*GOAL OF THE EXERCISE*. Rewrite the lines below, changing "Identify" to "Locate" everywhere it appears and keeping everything else the same.

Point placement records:
__________

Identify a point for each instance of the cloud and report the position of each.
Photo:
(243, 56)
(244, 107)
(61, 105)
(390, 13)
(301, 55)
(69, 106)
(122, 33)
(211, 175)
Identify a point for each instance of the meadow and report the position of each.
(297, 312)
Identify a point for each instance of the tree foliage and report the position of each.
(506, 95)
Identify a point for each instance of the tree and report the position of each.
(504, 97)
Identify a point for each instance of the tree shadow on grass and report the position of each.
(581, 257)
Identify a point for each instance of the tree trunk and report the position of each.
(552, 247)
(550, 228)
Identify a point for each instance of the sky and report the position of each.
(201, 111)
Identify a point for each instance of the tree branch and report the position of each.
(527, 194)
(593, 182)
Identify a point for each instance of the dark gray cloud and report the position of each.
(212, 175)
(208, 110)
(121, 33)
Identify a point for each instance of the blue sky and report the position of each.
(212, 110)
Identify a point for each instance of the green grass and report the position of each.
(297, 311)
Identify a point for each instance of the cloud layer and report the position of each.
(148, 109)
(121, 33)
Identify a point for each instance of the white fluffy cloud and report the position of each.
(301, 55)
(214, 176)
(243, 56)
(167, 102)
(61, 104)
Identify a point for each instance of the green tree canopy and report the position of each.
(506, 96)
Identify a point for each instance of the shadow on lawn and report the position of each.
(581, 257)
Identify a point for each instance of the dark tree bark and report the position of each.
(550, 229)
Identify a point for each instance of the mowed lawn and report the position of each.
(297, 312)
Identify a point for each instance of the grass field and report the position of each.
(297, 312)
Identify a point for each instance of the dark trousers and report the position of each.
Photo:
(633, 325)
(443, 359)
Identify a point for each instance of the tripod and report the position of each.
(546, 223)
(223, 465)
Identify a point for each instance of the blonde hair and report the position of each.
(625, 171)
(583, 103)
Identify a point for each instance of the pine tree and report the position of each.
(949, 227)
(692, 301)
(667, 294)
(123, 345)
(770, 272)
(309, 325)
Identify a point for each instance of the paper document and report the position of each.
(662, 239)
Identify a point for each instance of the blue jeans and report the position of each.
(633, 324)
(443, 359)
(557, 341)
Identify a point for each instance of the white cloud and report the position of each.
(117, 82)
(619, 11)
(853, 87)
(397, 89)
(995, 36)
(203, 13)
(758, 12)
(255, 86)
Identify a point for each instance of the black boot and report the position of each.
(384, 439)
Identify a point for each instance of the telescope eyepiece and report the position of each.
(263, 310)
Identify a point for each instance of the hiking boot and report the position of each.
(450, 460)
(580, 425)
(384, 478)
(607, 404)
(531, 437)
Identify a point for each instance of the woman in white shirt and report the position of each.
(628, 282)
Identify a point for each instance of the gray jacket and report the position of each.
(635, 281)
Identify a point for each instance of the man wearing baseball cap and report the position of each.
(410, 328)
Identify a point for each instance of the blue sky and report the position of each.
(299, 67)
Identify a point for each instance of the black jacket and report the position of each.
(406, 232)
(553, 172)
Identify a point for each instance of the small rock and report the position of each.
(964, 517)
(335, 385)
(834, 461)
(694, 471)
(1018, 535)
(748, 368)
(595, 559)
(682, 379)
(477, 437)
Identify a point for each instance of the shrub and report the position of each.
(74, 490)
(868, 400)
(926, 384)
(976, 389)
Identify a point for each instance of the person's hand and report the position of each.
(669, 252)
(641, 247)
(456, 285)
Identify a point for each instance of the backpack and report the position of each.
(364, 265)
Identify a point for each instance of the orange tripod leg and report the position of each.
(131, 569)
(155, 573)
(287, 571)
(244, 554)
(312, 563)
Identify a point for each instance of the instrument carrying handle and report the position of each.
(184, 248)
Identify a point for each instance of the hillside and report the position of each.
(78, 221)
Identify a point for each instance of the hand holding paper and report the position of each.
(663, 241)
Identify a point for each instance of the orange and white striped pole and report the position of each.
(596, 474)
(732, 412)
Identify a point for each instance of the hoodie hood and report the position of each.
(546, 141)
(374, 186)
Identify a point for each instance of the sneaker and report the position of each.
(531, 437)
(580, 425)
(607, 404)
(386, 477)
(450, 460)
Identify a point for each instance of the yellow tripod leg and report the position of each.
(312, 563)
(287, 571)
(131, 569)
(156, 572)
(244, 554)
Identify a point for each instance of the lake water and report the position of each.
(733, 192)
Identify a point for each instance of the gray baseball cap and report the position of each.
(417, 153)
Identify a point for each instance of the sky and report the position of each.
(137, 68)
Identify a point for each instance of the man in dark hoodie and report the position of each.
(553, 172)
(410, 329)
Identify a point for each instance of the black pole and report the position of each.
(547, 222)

__________

*ANSWER BELOW*.
Locate a point for each instance of the cloud and report the position of each.
Photo:
(243, 56)
(244, 107)
(61, 105)
(390, 13)
(301, 55)
(69, 106)
(122, 33)
(211, 175)
Locate a point for each instance of the meadow and report the position of each.
(297, 312)
Locate a point for each instance of the tree foliage and report the position of each.
(506, 95)
Locate a point for each instance of the tree and report the position of each.
(504, 97)
Locate a point for each instance of the tree shadow on grass and report the position of each.
(581, 257)
Locate a point for each instance of the tree trunk and report the position of each.
(552, 247)
(550, 228)
Locate a point for each instance of the sky and report the position of each.
(201, 111)
Locate a point for each instance of the tree branch and report the position of each.
(527, 194)
(593, 182)
Locate a point for each instance of the dark gray cloud and report the position of each.
(212, 175)
(208, 110)
(121, 33)
Locate a point for each instance of the blue sky and report the position of each.
(212, 110)
Locate a point for each instance of the green grass and report the position of each.
(297, 311)
Locate a point for each instance of the cloud layer and report the position of each.
(148, 109)
(121, 33)
Locate a point for each instance of the white fluffy cloud and report the position of each.
(301, 55)
(214, 176)
(243, 56)
(167, 102)
(61, 104)
Locate a point for each instance of the green tree canopy and report the position of each.
(506, 96)
Locate a point for each instance of the shadow on lawn and report the position of each.
(581, 257)
Locate a point for each instance of the dark tree bark and report the position of each.
(550, 229)
Locate a point for each instance of the mowed lawn and report the position of each.
(297, 312)
Locate a point for each instance of the grass field and report the position of each.
(297, 312)
Locate a point for each instance of the dark trousers and report the position of each.
Photo:
(633, 325)
(443, 359)
Locate a point for each instance of the tripod and report the position of each.
(546, 223)
(223, 465)
Locate a point for each instance of the blonde hair and report the position of each.
(625, 171)
(583, 103)
Locate a point for each instance of the pine tree and report the position of each.
(949, 227)
(692, 301)
(667, 294)
(123, 345)
(770, 272)
(309, 325)
Locate a point for each instance of the paper document and report the position of each.
(662, 239)
Locate a point for each instance of the blue jeans and report the position of each.
(633, 324)
(443, 359)
(557, 341)
Locate a point for each instance of the white cloud and report the position of each.
(117, 82)
(619, 11)
(853, 87)
(397, 89)
(995, 36)
(203, 13)
(758, 12)
(255, 86)
Locate a point for each instance of the black boot and report the position of each.
(384, 439)
Locate a point for each instance of the telescope eyepiece and report the position of each.
(263, 310)
Locate a point for each instance of the hiking boot and report the position of each.
(450, 460)
(580, 425)
(384, 478)
(607, 404)
(531, 437)
Locate a point for each instance of the woman in white shirt and report the position of each.
(628, 282)
Locate a point for each instance of the gray jacket and report the position of each.
(635, 281)
Locate a point for each instance of the man wearing baseball cap and report the position of each.
(410, 328)
Locate a point for each instance of the blue sky and report the position of each.
(299, 67)
Locate a point for each instance of the black jacket and report the position of each.
(406, 232)
(553, 172)
Locate a point for each instance of the small rock and report the position of each.
(964, 517)
(335, 385)
(834, 461)
(694, 471)
(1018, 535)
(748, 368)
(595, 559)
(682, 379)
(477, 437)
Locate a point for each instance of the shrub and report the position of each.
(74, 490)
(868, 400)
(926, 384)
(976, 389)
Locate a point for each instance of the person's hand and report the position of each.
(669, 252)
(641, 247)
(456, 285)
Locate a point for each instance of the backpack and report the position of each.
(364, 265)
Locate a point for each instance of the orange tripod leg and report the position of each.
(131, 569)
(155, 573)
(287, 571)
(244, 554)
(312, 563)
Locate a point for each instance of the instrument carrying handle and report the position of each.
(184, 248)
Locate a point for each instance of the hillside and report the position of each.
(78, 221)
Locate a point for each instance of the hand holding paper and report the position of each.
(663, 241)
Locate a point for each instance of the orange and white striped pole and report the position of each.
(596, 474)
(732, 412)
Locate a point for each instance of the hoodie hood and report the position of each.
(546, 141)
(374, 186)
Locate a point for each instance of the sneaker and report the position of each.
(531, 437)
(580, 425)
(607, 404)
(386, 477)
(450, 460)
Locate a point for each instance of the yellow tripod leg and report the position of each.
(312, 563)
(287, 571)
(131, 569)
(156, 572)
(244, 554)
Locate a point for each instance of the lake water and report the position of each.
(733, 192)
Locate a point for each instance of the gray baseball cap and report the position of each.
(417, 153)
Locate a point for each instance of the sky and report the position of each.
(137, 68)
Locate a point for each instance of the man in dark hoodie and report the position of each.
(553, 172)
(410, 329)
Locate a point for each instance of the black pole and report the position of each.
(547, 222)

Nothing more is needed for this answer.